[STATED TASK] Retype the material word for word.

━━━━

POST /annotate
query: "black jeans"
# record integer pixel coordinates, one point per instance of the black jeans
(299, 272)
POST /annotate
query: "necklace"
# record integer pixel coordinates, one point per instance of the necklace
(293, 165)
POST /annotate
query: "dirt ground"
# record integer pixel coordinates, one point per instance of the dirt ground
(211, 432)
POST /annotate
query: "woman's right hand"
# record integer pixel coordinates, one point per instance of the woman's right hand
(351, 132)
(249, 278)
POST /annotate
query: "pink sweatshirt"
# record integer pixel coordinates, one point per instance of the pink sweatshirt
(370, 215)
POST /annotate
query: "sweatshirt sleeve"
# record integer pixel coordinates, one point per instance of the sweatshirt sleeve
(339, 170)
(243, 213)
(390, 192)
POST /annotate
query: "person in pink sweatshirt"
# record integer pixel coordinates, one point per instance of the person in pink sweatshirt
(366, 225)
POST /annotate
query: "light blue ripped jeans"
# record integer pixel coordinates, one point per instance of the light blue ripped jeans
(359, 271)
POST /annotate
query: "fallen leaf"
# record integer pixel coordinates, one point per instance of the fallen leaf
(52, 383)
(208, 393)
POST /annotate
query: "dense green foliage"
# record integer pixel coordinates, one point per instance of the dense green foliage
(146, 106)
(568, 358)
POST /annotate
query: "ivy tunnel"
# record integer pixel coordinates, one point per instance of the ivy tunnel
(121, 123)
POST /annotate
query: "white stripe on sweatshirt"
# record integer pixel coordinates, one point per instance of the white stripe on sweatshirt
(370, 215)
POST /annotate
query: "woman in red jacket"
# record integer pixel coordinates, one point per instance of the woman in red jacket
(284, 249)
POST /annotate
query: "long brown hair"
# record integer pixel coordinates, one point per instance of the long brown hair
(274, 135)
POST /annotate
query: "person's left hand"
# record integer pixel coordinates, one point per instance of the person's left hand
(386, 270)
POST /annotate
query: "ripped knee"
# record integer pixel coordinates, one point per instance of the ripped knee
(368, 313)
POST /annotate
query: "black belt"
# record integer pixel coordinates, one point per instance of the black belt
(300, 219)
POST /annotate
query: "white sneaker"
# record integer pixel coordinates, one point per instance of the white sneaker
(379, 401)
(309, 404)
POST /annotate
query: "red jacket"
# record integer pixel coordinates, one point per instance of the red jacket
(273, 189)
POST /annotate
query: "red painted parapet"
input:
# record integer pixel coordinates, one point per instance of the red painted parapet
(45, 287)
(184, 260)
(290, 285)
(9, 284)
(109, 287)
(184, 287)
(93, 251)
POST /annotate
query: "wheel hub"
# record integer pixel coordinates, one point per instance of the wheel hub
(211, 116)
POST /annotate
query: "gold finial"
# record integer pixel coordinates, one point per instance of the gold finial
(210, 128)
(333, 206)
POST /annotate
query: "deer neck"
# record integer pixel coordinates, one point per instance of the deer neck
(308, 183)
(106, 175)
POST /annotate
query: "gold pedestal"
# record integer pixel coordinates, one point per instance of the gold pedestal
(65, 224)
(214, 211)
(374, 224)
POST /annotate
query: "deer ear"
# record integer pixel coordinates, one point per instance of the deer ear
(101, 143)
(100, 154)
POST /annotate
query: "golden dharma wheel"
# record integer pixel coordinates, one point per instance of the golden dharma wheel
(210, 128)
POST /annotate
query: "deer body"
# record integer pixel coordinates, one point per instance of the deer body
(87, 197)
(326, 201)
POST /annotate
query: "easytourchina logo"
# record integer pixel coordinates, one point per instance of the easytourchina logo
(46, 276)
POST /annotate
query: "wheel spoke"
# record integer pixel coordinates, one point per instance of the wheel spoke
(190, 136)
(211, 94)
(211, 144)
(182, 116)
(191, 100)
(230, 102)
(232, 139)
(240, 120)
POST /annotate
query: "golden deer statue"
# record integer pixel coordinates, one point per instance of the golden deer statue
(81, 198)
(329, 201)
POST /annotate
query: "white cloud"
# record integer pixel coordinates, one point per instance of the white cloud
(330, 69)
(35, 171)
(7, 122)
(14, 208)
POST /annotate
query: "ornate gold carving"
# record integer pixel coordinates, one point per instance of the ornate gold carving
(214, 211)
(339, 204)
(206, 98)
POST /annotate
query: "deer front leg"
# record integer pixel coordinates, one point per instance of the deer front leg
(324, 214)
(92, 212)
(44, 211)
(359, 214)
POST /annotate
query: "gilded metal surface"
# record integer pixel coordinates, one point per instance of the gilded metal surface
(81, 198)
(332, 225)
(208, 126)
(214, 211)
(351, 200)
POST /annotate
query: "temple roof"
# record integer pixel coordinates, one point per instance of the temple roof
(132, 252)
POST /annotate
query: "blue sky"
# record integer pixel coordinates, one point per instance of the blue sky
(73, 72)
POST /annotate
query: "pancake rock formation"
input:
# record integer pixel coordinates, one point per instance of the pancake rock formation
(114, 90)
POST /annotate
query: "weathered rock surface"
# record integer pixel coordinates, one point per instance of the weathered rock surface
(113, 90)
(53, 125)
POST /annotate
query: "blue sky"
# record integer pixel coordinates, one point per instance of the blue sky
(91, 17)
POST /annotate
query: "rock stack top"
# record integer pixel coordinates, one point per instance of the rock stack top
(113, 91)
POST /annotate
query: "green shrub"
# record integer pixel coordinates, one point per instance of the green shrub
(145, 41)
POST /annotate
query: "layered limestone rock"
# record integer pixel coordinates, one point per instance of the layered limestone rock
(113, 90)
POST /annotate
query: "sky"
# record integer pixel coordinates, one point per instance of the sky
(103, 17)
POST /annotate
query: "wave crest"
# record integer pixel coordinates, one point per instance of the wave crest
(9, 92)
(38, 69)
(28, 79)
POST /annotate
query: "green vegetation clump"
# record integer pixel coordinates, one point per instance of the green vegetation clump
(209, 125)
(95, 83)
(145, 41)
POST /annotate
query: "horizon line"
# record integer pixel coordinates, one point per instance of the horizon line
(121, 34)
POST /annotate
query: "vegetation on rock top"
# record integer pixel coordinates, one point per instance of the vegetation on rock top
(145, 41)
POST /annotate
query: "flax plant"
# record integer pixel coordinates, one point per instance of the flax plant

━━━━

[RESULT OF THIS TASK]
POST /annotate
query: "black jeans"
# record integer pixel coordinates, one point per instance of the black jeans
(299, 272)
POST /annotate
query: "necklace"
# record integer pixel coordinates, one point per instance of the necklace
(293, 165)
POST /annotate
query: "dirt ground"
# record integer pixel coordinates, one point per instance of the dirt ground
(211, 432)
POST /annotate
query: "woman's right hand"
# record integer pixel coordinates, one point per instance of the woman's right hand
(351, 132)
(249, 278)
POST /annotate
query: "pink sweatshirt"
# record integer pixel coordinates, one point per instance of the pink sweatshirt
(370, 215)
POST /annotate
query: "sweatshirt sleeve"
# record integer pixel coordinates, one point per instance of the sweatshirt sleeve
(339, 170)
(243, 213)
(390, 192)
POST /annotate
query: "person in pink sweatshirt"
# record integer pixel coordinates, one point per instance of the person in pink sweatshirt
(366, 225)
POST /annotate
query: "light blue ripped jeans"
# record integer pixel coordinates, one point per instance of the light blue ripped jeans
(359, 271)
POST /annotate
query: "fallen leaf"
# record integer pixel coordinates, one point per instance of the fallen leaf
(52, 383)
(208, 393)
POST /annotate
query: "dense green foliage"
# record integer pixel coordinates, one point per instance of the dense green foliage
(146, 106)
(568, 358)
POST /annotate
query: "ivy tunnel"
# record integer pixel coordinates, one point per instance of the ivy tunnel
(121, 123)
POST /annotate
query: "white stripe on sweatshirt"
# record integer pixel coordinates, one point per instance of the white stripe on sweatshirt
(370, 215)
POST /annotate
query: "woman in red jacket"
# record integer pixel coordinates, one point per instance of the woman in red jacket
(284, 249)
POST /annotate
query: "long brown hair"
# record integer pixel coordinates, one point per instance of the long brown hair
(274, 135)
POST /annotate
query: "person's left hand"
# record integer pixel coordinates, one point per instance of the person's left hand
(386, 270)
POST /annotate
query: "ripped knee"
# record integer pixel coordinates, one point per instance of the ripped knee
(368, 313)
POST /annotate
query: "black belt"
# record integer pixel coordinates, one point per instance of the black belt
(300, 219)
POST /annotate
query: "white sneaker"
# record integer pixel coordinates, one point per instance of the white sneaker
(379, 401)
(309, 404)
POST /annotate
query: "red jacket"
# record integer pixel coordinates, one point per instance of the red jacket
(273, 189)
POST /annotate
query: "red painted parapet"
input:
# record integer pixel coordinates, one point per instance of the red painted parapet
(45, 287)
(184, 260)
(290, 285)
(9, 284)
(109, 287)
(184, 287)
(93, 251)
POST /annotate
query: "wheel hub"
# record integer pixel coordinates, one point per instance of the wheel hub
(211, 116)
POST /annotate
query: "gold finial"
# record integer pixel coordinates, one point per instance of the gold finial
(210, 128)
(333, 206)
POST /annotate
query: "deer neck"
# record integer pixel coordinates, one point per instance of the deer neck
(308, 183)
(106, 175)
POST /annotate
query: "gold pedestal"
# record integer pixel coordinates, one point per instance of the gold pedestal
(65, 224)
(214, 211)
(374, 224)
POST /annotate
query: "deer ear"
# record integer pixel coordinates, one point per instance of the deer ear
(101, 143)
(100, 154)
POST /annotate
query: "golden dharma wheel"
# record integer pixel coordinates, one point per instance of the golden dharma wheel
(210, 128)
POST /annotate
query: "deer body"
# record integer pixel coordinates, one point per instance of the deer body
(87, 197)
(326, 201)
POST /annotate
query: "easytourchina logo"
# record integer pixel coordinates, one point per instance of the easytourchina logo
(46, 276)
POST /annotate
query: "wheel spoke"
# record integer pixel coordinates, one point per instance of the wheel spoke
(190, 136)
(211, 94)
(211, 144)
(182, 116)
(191, 100)
(230, 102)
(232, 139)
(240, 120)
POST /annotate
query: "golden deer statue"
# record integer pixel coordinates, one point per instance of the golden deer statue
(81, 198)
(329, 201)
POST /annotate
query: "white cloud"
# record integer pixel coordinates, one point per instance of the white cloud
(330, 69)
(35, 171)
(7, 122)
(14, 208)
POST /annotate
query: "ornate gold carving"
# record integer pixel coordinates, one point per instance of the ornate gold carving
(214, 211)
(339, 204)
(206, 98)
POST /annotate
query: "deer front leg"
# record integer pixel coordinates, one point per instance of the deer front leg
(324, 214)
(92, 212)
(44, 211)
(359, 214)
POST /annotate
query: "gilded metal surface"
# record integer pixel coordinates, one point per instance of the gilded metal surface
(81, 198)
(332, 225)
(208, 126)
(214, 211)
(351, 200)
POST /annotate
query: "temple roof"
# record integer pixel coordinates, one point per instance of the temple roof
(132, 252)
POST /annotate
query: "blue sky"
# record integer pixel coordinates, one point per instance of the blue sky
(73, 72)
POST /annotate
query: "pancake rock formation"
input:
# record integer pixel coordinates, one point per instance of the pancake rock formation
(114, 90)
POST /annotate
query: "weathered rock surface"
# record integer pixel coordinates, one point per instance of the weathered rock surface
(113, 90)
(53, 125)
POST /annotate
query: "blue sky"
# record integer pixel coordinates, one point per instance of the blue sky
(91, 17)
POST /annotate
query: "rock stack top"
# record integer pixel coordinates, one point per instance of the rock stack top
(113, 91)
POST /annotate
query: "green shrub"
# record integer pixel coordinates, one point per instance of the green shrub
(145, 41)
POST /annotate
query: "layered limestone rock"
# record integer pixel coordinates, one point per instance of the layered limestone rock
(113, 90)
POST /annotate
query: "sky"
# record integer pixel coordinates, one point per instance of the sky
(103, 17)
POST /annotate
query: "wave crest"
# record integer pixel coordinates, one point per instance of the wave crest
(9, 92)
(38, 69)
(28, 79)
POST /annotate
query: "green vegetation clump"
# record integer pixel coordinates, one point per instance of the green vegetation clump
(209, 125)
(95, 83)
(145, 41)
POST /annotate
query: "horizon line"
# record integer pixel coordinates, one point per instance of the horizon line
(121, 34)
POST /annotate
query: "vegetation on rock top"
# record integer pixel coordinates, one point per instance of the vegetation on rock top
(145, 41)
POST /annotate
query: "flax plant"
# record integer pixel coordinates, one point per instance of the flax plant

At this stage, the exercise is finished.